Only the lines from the one containing "Where can the grey-green" through the final line of the material below should be output, exactly as they stand.

# START OF Data listing

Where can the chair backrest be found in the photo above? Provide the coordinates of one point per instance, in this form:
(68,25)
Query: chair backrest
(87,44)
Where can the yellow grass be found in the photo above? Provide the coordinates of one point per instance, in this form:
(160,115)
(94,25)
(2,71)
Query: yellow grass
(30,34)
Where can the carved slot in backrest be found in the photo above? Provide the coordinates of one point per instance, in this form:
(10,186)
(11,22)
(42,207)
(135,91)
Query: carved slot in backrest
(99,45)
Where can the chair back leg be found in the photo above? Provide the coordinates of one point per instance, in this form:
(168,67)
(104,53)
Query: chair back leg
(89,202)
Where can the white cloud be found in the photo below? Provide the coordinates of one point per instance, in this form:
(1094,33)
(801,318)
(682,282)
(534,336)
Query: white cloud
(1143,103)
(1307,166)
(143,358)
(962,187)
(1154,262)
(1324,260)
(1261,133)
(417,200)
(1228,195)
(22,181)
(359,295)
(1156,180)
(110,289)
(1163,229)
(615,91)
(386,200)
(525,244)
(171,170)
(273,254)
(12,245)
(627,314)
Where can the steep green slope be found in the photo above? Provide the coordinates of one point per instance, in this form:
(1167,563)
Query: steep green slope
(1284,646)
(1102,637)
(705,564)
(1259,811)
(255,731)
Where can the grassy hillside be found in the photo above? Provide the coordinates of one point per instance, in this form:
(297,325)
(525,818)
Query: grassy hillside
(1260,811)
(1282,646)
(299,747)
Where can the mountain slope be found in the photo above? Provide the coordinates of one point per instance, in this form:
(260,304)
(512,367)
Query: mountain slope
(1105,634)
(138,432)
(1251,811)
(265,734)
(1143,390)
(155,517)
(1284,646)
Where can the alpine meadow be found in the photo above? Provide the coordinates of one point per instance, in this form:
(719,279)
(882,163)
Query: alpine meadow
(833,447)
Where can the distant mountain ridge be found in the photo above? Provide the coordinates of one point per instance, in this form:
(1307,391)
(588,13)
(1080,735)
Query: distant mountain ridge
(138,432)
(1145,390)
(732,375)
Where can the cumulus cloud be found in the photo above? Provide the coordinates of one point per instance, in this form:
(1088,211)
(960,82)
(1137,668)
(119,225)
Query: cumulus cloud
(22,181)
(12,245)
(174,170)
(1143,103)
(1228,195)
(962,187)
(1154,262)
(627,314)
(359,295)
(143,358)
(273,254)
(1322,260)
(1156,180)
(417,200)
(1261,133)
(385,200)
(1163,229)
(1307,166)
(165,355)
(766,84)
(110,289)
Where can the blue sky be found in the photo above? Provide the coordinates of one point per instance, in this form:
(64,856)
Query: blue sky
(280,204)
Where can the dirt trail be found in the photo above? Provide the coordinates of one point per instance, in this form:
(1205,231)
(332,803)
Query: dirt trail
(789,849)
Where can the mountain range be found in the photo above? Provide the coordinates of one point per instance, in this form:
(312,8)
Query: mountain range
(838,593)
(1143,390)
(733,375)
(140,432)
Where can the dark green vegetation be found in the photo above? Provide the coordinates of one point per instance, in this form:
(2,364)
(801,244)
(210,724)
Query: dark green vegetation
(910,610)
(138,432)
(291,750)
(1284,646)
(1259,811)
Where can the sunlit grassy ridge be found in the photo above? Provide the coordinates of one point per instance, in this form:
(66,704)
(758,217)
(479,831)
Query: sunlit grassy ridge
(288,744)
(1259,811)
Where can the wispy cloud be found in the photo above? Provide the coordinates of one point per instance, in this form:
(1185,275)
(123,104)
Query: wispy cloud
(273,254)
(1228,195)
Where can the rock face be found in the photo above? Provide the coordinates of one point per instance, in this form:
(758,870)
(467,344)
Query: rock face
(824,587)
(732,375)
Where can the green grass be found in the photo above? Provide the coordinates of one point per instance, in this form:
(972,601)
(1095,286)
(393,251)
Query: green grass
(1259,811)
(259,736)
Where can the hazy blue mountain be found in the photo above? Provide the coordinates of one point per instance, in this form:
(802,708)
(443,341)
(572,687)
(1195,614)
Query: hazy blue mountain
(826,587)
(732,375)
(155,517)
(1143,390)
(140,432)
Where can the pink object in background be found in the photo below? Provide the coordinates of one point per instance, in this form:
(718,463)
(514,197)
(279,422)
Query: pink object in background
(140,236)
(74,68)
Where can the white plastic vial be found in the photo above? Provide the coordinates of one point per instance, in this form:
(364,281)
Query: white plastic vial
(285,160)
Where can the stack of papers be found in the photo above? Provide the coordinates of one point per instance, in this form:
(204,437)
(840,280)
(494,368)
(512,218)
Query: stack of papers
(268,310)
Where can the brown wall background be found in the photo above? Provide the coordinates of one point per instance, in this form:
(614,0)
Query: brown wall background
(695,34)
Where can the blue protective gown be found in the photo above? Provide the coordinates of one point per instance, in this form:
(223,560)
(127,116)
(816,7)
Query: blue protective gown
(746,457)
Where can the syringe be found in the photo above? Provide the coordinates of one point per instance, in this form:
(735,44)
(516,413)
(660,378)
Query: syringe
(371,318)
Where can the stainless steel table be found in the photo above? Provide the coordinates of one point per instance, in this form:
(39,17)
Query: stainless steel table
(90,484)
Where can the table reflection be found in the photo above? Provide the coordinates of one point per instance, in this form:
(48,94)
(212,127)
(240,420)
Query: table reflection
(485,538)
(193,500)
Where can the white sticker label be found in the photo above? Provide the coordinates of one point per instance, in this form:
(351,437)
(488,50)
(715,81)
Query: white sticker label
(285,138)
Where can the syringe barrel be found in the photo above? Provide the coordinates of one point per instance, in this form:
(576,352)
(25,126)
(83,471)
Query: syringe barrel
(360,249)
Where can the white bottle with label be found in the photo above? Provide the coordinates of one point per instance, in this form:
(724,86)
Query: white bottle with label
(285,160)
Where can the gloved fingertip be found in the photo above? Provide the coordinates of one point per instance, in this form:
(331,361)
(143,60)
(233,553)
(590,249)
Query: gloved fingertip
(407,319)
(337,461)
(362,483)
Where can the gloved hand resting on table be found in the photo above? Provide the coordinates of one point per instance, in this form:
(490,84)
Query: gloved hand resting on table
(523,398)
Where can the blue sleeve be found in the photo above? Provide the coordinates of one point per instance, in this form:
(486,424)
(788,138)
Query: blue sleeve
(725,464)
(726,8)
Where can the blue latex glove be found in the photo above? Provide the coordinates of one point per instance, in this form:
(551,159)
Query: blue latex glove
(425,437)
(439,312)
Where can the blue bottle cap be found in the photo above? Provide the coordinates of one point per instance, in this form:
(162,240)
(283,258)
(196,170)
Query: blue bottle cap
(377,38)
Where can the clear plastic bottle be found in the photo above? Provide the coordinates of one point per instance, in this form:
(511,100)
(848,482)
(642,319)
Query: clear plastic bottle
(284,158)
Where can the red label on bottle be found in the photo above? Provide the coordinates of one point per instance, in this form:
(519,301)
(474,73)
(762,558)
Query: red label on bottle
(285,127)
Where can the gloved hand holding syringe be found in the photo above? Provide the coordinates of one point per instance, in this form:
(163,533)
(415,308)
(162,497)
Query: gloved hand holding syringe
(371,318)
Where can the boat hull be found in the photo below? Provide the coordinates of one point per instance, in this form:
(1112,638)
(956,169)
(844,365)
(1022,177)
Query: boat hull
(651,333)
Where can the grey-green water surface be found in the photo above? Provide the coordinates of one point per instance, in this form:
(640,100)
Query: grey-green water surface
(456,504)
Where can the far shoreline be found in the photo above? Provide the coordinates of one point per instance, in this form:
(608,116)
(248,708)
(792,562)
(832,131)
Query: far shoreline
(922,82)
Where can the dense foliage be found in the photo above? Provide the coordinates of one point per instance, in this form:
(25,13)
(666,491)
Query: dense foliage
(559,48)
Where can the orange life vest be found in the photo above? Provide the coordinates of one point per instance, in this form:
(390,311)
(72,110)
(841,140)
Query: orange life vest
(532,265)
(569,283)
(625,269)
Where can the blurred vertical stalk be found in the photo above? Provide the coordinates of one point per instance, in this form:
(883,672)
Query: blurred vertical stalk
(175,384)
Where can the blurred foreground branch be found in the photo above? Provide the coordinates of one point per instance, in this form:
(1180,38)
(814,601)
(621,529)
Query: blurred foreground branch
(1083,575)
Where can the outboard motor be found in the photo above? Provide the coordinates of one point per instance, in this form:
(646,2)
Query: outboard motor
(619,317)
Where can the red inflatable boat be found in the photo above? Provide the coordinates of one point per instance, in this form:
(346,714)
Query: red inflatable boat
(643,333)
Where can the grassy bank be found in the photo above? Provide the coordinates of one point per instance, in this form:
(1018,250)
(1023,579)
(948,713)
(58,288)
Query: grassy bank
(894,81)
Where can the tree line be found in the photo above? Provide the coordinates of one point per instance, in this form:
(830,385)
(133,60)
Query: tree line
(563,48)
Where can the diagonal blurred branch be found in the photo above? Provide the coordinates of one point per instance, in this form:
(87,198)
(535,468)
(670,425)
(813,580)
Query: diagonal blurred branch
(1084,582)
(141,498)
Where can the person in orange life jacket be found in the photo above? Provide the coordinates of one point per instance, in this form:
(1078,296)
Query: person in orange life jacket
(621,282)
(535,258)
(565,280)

# END OF Data listing

Answer to the task:
Where can the grey-green water surface be found in the photo above? Provide the coordinates of one point per instance, in this form:
(640,100)
Query: grey-green water surface
(456,504)
Where can the far shoreline be found in the photo above? Provide the coordinates of one point per instance, in this form:
(608,116)
(248,708)
(792,562)
(832,131)
Query: far shoreline
(922,82)
Where can the dense foliage be found in the photo above? Provide the coordinates of one point per instance, in this form:
(25,13)
(666,491)
Query: dense foliage
(559,48)
Where can the orange life vest be found in the photo above? Provide the coordinates of one point per instance, in this form:
(390,311)
(72,110)
(841,140)
Query: orange life vest
(532,265)
(569,283)
(625,269)
Where can the blurred vertical stalk be found in the photo above? Provide the coordinates of one point per instance, in this form:
(883,672)
Query: blurred vertical stalk
(175,384)
Where can the blurred foreground branch be found in the photo above? Provide the coordinates of one point per instance, in this form:
(1180,38)
(814,601)
(621,529)
Query: blurred foreground branch
(1083,575)
Where can the outboard motor be found in the photo above? Provide the coordinates of one point per instance, in this form:
(646,2)
Query: outboard motor
(619,317)
Where can the red inflatable boat be found in the photo above? Provide the coordinates of one point per instance, in this form:
(346,714)
Query: red inflatable boat
(643,333)
Where can the grassy bank be found in the photo above? Provide the coordinates of one point per instance, in this form:
(1018,250)
(1023,579)
(948,713)
(58,288)
Query: grassy bank
(894,81)
Where can the tree line be found in the photo above? Provide the coordinates of one point per instance, in this form:
(830,385)
(133,60)
Query: tree line
(563,48)
Where can the diagonal blurred branch be found in the photo above? Provide the coordinates of one point per instance, in this form:
(87,198)
(535,468)
(670,425)
(813,580)
Query: diagonal blurred branch
(1084,582)
(141,498)
Where can the person in orange life jacket be found in the photo above? Provide the coordinates of one point per instance, in this form:
(1078,296)
Query: person in orange life jacket
(621,282)
(535,258)
(565,280)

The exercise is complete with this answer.